The task - Reproduce the entire James River text word for word.

Text for analysis -

━━━━━━━━━━━━━━━━━━━━━━━━━━━━━━

Physical characteristics
- Source: Unnamed pond
- • location: Wells County, North Dakota
- • coordinates: 47°40′47″N 99°50′55″W﻿ / ﻿47.67972°N 99.84861°W
- • elevation: 1,603 ft (489 m)
- Mouth: Missouri River
- • location: Yankton County, near Yankton, South Dakota
- • coordinates: 42°52′17″N 97°17′26″W﻿ / ﻿42.87139°N 97.29056°W
- • elevation: 1,152 ft (351 m)
- Length: 710 mi (1,140 km)
- Basin size: 20,942 sq mi (54,240 km^{2})
- • location: Scotland, SD
- • average: 646 cu ft/s (18.3 m^{3}/s)
- • minimum: 0 cu ft/s (0 m^{3}/s)
- • maximum: 29,400 cu ft/s (830 m^{3}/s)

Basin features
- • right: Cain Creek

= James River (Dakotas) =

River in North Dakota and South Dakota, United States

The James River (also known as the Jim River or the Dakota River) is a tributary of the Missouri River, approximately 710 miles (1,140 km) long, draining an area of 20,653 square miles (53,490 km^{2}) in the U.S. states of North Dakota and South Dakota. About 70 percent of the drainage area is in South Dakota. The river provides the main drainage of the flat lowland area of the Dakotas between the two plateau regions known as the Missouri Coteau and the Coteau des Prairies. This narrow area was formed by the James lobe of the Laurentide Ice Sheet during the last ice age, and as a consequence the watershed of the river is slender and it has few major tributaries for a river of its length.

━━━━━━━━━━━━━━━━━━━━━━━━━━━━━━

Material provided -
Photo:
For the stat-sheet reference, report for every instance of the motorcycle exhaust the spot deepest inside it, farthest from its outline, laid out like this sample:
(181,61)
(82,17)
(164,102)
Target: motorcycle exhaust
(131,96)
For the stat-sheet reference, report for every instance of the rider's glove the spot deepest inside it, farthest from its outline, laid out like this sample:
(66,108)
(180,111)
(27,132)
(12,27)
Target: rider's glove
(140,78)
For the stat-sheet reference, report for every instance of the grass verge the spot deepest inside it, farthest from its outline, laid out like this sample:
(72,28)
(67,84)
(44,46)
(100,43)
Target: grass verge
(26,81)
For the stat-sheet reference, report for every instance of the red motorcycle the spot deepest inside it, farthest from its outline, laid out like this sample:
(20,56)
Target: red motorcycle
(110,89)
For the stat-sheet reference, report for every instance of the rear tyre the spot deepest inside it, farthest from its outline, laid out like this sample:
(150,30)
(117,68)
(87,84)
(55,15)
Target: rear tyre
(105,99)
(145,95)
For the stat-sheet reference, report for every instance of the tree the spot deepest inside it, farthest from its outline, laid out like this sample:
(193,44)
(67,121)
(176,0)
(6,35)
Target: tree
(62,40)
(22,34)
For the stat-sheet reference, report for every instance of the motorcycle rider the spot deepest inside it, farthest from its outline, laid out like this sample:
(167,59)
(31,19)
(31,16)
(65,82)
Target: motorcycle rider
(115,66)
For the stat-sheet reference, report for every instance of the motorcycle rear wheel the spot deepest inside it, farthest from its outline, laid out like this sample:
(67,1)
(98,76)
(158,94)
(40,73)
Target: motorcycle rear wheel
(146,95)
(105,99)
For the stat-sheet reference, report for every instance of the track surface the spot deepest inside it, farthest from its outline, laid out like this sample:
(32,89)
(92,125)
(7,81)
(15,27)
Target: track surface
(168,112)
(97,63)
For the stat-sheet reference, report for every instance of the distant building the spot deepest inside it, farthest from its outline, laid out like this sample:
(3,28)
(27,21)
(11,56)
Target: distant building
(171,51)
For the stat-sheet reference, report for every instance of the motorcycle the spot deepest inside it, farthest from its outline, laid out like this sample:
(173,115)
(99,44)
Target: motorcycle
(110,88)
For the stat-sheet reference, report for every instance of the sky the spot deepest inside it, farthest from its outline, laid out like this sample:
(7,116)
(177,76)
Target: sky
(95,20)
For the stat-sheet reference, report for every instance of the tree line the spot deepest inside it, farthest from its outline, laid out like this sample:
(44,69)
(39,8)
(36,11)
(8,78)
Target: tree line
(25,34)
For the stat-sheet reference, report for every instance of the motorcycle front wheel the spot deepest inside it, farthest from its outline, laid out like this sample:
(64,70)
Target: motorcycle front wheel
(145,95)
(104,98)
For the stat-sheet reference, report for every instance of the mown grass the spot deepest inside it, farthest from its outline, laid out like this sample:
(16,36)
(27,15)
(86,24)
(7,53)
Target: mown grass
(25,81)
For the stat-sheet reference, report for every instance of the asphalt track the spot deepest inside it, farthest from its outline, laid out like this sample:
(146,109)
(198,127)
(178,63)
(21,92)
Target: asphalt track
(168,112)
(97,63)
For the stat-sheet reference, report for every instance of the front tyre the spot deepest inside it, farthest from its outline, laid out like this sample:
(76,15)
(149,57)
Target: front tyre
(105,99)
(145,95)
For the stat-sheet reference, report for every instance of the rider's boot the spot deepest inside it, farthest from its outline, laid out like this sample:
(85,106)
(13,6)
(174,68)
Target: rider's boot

━━━━━━━━━━━━━━━━━━━━━━━━━━━━━━

Task output -
Physical characteristics
- Source: Unnamed pond
- • location: Wells County, North Dakota
- • coordinates: 47°40′47″N 99°50′55″W﻿ / ﻿47.67972°N 99.84861°W
- • elevation: 1,603 ft (489 m)
- Mouth: Missouri River
- • location: Yankton County, near Yankton, South Dakota
- • coordinates: 42°52′17″N 97°17′26″W﻿ / ﻿42.87139°N 97.29056°W
- • elevation: 1,152 ft (351 m)
- Length: 710 mi (1,140 km)
- Basin size: 20,942 sq mi (54,240 km^{2})
- • location: Scotland, SD
- • average: 646 cu ft/s (18.3 m^{3}/s)
- • minimum: 0 cu ft/s (0 m^{3}/s)
- • maximum: 29,400 cu ft/s (830 m^{3}/s)

Basin features
- • right: Cain Creek

= James River (Dakotas) =

River in North Dakota and South Dakota, United States

The James River (also known as the Jim River or the Dakota River) is a tributary of the Missouri River, approximately 710 miles (1,140 km) long, draining an area of 20,653 square miles (53,490 km^{2}) in the U.S. states of North Dakota and South Dakota. About 70 percent of the drainage area is in South Dakota. The river provides the main drainage of the flat lowland area of the Dakotas between the two plateau regions known as the Missouri Coteau and the Coteau des Prairies. This narrow area was formed by the James lobe of the Laurentide Ice Sheet during the last ice age, and as a consequence the watershed of the river is slender and it has few major tributaries for a river of its length.